PROBLEM DETAILS. Each line below should be repeated exactly as it stands.

[RECORDS FOR THE EXERCISE — start]

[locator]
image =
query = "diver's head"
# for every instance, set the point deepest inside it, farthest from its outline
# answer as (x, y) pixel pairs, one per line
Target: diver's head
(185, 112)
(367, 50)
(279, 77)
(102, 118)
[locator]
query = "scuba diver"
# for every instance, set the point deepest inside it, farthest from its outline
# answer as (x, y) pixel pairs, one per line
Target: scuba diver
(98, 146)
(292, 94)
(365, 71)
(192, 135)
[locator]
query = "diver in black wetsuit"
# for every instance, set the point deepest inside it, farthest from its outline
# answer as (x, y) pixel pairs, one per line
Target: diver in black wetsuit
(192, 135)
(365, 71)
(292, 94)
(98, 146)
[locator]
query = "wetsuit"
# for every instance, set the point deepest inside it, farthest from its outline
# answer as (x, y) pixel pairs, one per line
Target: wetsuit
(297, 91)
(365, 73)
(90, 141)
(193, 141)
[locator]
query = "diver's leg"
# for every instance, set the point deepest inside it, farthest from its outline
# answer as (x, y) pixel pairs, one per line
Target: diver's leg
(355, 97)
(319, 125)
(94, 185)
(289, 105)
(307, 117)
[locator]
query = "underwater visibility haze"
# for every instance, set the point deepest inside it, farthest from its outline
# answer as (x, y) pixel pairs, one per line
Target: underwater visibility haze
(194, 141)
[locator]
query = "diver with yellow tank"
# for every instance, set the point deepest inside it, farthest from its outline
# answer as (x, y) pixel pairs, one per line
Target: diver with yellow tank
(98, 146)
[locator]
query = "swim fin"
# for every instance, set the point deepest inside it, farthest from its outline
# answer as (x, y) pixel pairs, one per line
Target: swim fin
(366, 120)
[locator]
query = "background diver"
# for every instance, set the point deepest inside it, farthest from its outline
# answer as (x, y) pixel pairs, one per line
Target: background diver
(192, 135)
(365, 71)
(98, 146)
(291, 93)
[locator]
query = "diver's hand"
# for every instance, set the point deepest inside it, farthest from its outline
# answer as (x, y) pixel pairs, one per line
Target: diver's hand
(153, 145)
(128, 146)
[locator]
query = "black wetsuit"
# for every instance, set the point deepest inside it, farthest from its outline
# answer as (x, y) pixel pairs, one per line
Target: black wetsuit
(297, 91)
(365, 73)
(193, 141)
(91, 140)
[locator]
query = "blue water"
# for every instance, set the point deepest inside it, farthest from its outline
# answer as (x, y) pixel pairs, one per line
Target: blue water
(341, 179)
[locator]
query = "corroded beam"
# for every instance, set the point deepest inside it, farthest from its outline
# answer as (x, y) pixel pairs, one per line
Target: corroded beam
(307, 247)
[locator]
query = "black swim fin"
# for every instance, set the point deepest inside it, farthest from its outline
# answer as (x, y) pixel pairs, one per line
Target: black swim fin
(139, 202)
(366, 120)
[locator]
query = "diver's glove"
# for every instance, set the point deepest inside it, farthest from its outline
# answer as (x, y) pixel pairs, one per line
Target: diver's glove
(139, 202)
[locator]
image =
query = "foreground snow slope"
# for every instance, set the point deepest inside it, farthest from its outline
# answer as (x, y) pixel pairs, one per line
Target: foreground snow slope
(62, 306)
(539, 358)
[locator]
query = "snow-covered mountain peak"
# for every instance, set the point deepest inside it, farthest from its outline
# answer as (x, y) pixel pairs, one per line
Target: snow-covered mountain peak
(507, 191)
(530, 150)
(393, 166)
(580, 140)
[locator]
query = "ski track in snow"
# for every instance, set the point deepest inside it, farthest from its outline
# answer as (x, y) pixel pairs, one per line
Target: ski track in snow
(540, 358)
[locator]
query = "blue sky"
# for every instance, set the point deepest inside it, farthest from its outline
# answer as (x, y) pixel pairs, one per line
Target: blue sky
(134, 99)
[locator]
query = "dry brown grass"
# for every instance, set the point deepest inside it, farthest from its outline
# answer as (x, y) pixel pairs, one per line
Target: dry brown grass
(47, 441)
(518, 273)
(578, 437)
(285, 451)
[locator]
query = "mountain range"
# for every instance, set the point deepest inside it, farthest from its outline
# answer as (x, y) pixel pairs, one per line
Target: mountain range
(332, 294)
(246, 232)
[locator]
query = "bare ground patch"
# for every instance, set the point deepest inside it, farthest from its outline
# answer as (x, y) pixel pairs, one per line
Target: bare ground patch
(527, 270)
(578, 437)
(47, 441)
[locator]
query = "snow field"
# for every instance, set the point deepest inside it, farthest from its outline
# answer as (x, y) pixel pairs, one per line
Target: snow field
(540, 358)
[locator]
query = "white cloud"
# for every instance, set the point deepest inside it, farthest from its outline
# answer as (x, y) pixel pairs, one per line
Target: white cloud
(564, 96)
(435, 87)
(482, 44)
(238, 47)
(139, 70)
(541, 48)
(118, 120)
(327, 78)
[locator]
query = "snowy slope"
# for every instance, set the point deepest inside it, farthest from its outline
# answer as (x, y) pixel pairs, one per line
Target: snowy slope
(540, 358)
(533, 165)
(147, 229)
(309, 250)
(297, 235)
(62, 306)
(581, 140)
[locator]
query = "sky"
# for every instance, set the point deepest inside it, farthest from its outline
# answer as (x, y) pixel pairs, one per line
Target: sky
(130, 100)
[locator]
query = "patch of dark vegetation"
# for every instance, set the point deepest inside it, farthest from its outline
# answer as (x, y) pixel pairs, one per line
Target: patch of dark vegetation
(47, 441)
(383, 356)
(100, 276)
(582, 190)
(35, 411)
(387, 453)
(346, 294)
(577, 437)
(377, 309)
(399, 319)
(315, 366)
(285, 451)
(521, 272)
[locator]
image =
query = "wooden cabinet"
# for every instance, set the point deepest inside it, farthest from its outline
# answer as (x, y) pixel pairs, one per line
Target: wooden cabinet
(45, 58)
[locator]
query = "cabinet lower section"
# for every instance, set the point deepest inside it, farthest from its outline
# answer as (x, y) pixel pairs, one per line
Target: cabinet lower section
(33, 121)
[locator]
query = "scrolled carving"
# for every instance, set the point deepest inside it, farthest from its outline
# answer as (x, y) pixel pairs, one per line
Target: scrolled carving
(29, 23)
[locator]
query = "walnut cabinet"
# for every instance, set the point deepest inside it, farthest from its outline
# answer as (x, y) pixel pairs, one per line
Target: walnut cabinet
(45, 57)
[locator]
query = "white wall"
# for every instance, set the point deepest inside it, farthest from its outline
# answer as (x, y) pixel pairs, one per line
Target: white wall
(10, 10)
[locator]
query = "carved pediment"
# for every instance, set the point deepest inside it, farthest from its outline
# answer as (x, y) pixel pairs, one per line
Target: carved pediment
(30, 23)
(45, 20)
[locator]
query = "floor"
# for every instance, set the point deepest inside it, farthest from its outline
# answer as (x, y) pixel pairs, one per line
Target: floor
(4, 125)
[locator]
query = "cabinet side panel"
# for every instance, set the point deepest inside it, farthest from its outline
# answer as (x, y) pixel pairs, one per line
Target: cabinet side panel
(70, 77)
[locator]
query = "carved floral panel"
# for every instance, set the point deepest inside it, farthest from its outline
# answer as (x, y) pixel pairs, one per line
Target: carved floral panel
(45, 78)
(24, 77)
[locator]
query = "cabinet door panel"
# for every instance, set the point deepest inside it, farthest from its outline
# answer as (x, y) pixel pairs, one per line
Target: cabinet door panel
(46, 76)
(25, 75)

[RECORDS FOR THE EXERCISE — finish]

COMPLETED EXERCISE.
[locator]
image =
query = "diver's head"
# for every instance, set the point deepest inside it, farthest from its outline
# answer as (x, y) pixel pairs, one per line
Target: diver's head
(185, 112)
(367, 50)
(279, 77)
(102, 118)
[locator]
query = "scuba diver"
# for every instance, set the point deepest inside it, farthest from its outline
# answer as (x, y) pixel pairs, one per line
Target: scuba diver
(98, 146)
(292, 94)
(365, 71)
(192, 135)
[locator]
query = "diver in black wetsuit"
# for every instance, set the point deepest inside it, farthest from its outline
# answer as (x, y) pixel pairs, one per line
Target: diver in black wetsuit
(192, 135)
(365, 71)
(292, 94)
(98, 146)
[locator]
query = "wetsuit"
# for every instance, set the point deepest inside it, farthest from its outline
# answer as (x, y) pixel pairs, one per line
Target: wetsuit
(297, 91)
(365, 73)
(90, 141)
(193, 141)
[locator]
query = "diver's leg"
# for every instance, set the point deepest inside it, farthest from its outline
# answer as (x, y) pixel pairs, one per line
Target: diver's leg
(355, 97)
(319, 125)
(94, 185)
(289, 105)
(307, 117)
[locator]
query = "underwater visibility haze"
# for every instance, set the point deepest inside it, farthest from its outline
# answer as (x, y) pixel pairs, one per line
Target: underwater visibility haze
(194, 141)
[locator]
query = "diver with yellow tank"
# for every instance, set the point deepest inside it, farthest from its outline
# answer as (x, y) pixel pairs, one per line
Target: diver with yellow tank
(98, 146)
[locator]
query = "swim fin"
# for every instance, set the point deepest inside it, farthest from its outline
# answer as (x, y) pixel pairs, one per line
Target: swim fin
(366, 120)
[locator]
query = "background diver"
# for every instance, set the point deepest inside it, farthest from its outline
# answer as (x, y) pixel pairs, one per line
Target: background diver
(192, 135)
(365, 71)
(98, 146)
(291, 93)
[locator]
query = "diver's hand"
# for every instance, set the point deepest inside it, farthest from its outline
# answer as (x, y) pixel pairs, one per line
Target: diver's hand
(153, 145)
(128, 146)
[locator]
query = "black wetsuit"
# for every instance, set the point deepest inside it, farthest from its outline
# answer as (x, y) pixel pairs, one per line
Target: black wetsuit
(297, 91)
(365, 73)
(193, 141)
(91, 140)
[locator]
query = "blue water"
# for every instance, set the point deepest inside it, farthest from its outline
# answer as (x, y) pixel pairs, one per line
Target: blue water
(341, 179)
[locator]
query = "corroded beam"
# for every instance, set the point deepest inside it, farthest from its outline
# answer as (x, y) pixel pairs, one per line
Target: corroded beam
(307, 247)
[locator]
query = "black swim fin"
# for every instance, set the point deepest inside it, farthest from its outline
# answer as (x, y) pixel pairs, one per line
Target: black swim fin
(139, 202)
(366, 120)
[locator]
query = "diver's glove"
# for every instance, set the point deepest inside it, farthest from its outline
# answer as (x, y) pixel pairs, one per line
Target: diver's glove
(139, 202)
[locator]
image =
query = "foreground snow slope"
# for every instance, set the point deepest inside it, farthest from its outline
# answer as (x, y) pixel pairs, one per line
Target: foreground snow slope
(62, 306)
(539, 358)
[locator]
query = "snow-covered mountain peak"
# for every instance, set the point deepest inside it, farthest from its outline
# answer as (x, y) pixel pairs, one per line
Target: snow-covered mountain peak
(507, 191)
(530, 150)
(393, 166)
(580, 140)
[locator]
query = "ski track in snow"
# for every instance, set the point deepest inside it, farthest from its outline
# answer as (x, y) pixel pairs, one per line
Target: ski track in snow
(540, 358)
[locator]
query = "blue sky"
# for every instance, set the point deepest inside it, farthest from its outline
# answer as (x, y) pixel pairs, one per line
Target: blue sky
(134, 99)
[locator]
query = "dry brown grass"
# for every instance, set the point deepest inside it, farthest from its outline
# answer as (x, y) pixel pairs, one per line
Target: dry brown grass
(47, 441)
(518, 273)
(578, 437)
(285, 451)
[locator]
query = "mountain range"
# for every instance, set the point deepest inside it, farthest from its outline
# answer as (x, y) pixel pairs, one per line
Target: mountain range
(332, 294)
(246, 232)
[locator]
query = "bare ground patch"
# for every instance, set the point deepest inside it, farthest from its outline
# answer as (x, y) pixel pairs, one per line
Target: bare ground patch
(527, 270)
(578, 437)
(47, 441)
[locator]
query = "snow field"
# for every instance, set the point deepest inside it, farthest from its outline
# answer as (x, y) pixel pairs, one per line
Target: snow field
(540, 358)
[locator]
query = "white cloud"
# for every instance, set the point deepest inside it, farthest from its outline
# answer as (x, y) pixel pairs, one per line
Target: white cloud
(564, 96)
(435, 87)
(482, 44)
(238, 47)
(139, 70)
(541, 48)
(118, 120)
(327, 78)
[locator]
query = "snowy slope"
# for every instance, set the point deepest inside it, farthest from its outline
# answer as (x, y) pixel pairs, one per line
Target: snowy slope
(540, 358)
(533, 165)
(147, 229)
(309, 250)
(297, 235)
(62, 306)
(581, 140)
[locator]
query = "sky"
# for every instance, set the point deepest inside it, farthest from its outline
# answer as (x, y) pixel pairs, one per line
Target: sky
(130, 100)
[locator]
query = "patch of dark vegetation"
# for every instance, set the point deepest inside it, farthest from its outline
# answer as (x, y) pixel pairs, one per line
Target: patch of dark vegetation
(47, 441)
(383, 356)
(100, 276)
(582, 190)
(35, 411)
(387, 453)
(346, 294)
(577, 437)
(377, 309)
(399, 319)
(315, 366)
(285, 451)
(521, 272)
[locator]
image =
query = "wooden cabinet"
# for every instance, set the point deepest inside it, farthest from its outline
# answer as (x, y) pixel pairs, one per line
Target: wooden cabinet
(45, 58)
[locator]
query = "cabinet lower section"
# for every instance, set the point deepest inside it, farthest from its outline
# answer as (x, y) pixel pairs, one per line
Target: cabinet lower section
(33, 121)
[locator]
query = "scrolled carving"
# for every instance, set the point deepest inside it, farthest from its outline
# answer as (x, y) pixel pairs, one per line
Target: scrolled carving
(29, 23)
[locator]
query = "walnut cabinet"
# for every instance, set the point deepest inside it, farthest from its outline
# answer as (x, y) pixel pairs, one per line
Target: walnut cabinet
(45, 57)
[locator]
query = "white wall"
# for every instance, set the point deepest inside it, farthest from its outline
# answer as (x, y) pixel pairs, one per line
Target: white wall
(10, 10)
[locator]
query = "carved pediment"
# for every instance, set the point deepest inside it, farthest from its outline
# answer as (x, y) pixel pairs, one per line
Target: carved pediment
(30, 23)
(45, 20)
[locator]
query = "floor"
# for every instance, set the point deepest inside it, farthest from its outline
# answer as (x, y) pixel pairs, one per line
Target: floor
(4, 125)
[locator]
query = "cabinet side panel"
# for every instance, set the point deepest inside it, farthest from its outline
# answer as (x, y) pixel pairs, one per line
Target: cabinet side panel
(70, 77)
[locator]
query = "carved floral panel"
# for every instance, set the point deepest inside it, farthest from its outline
# answer as (x, y) pixel pairs, one per line
Target: carved floral panel
(45, 78)
(24, 77)
[locator]
query = "cabinet door panel"
# for every instance, set the point deepest inside it, farthest from its outline
# answer as (x, y) pixel pairs, one per line
Target: cabinet door panel
(46, 76)
(25, 75)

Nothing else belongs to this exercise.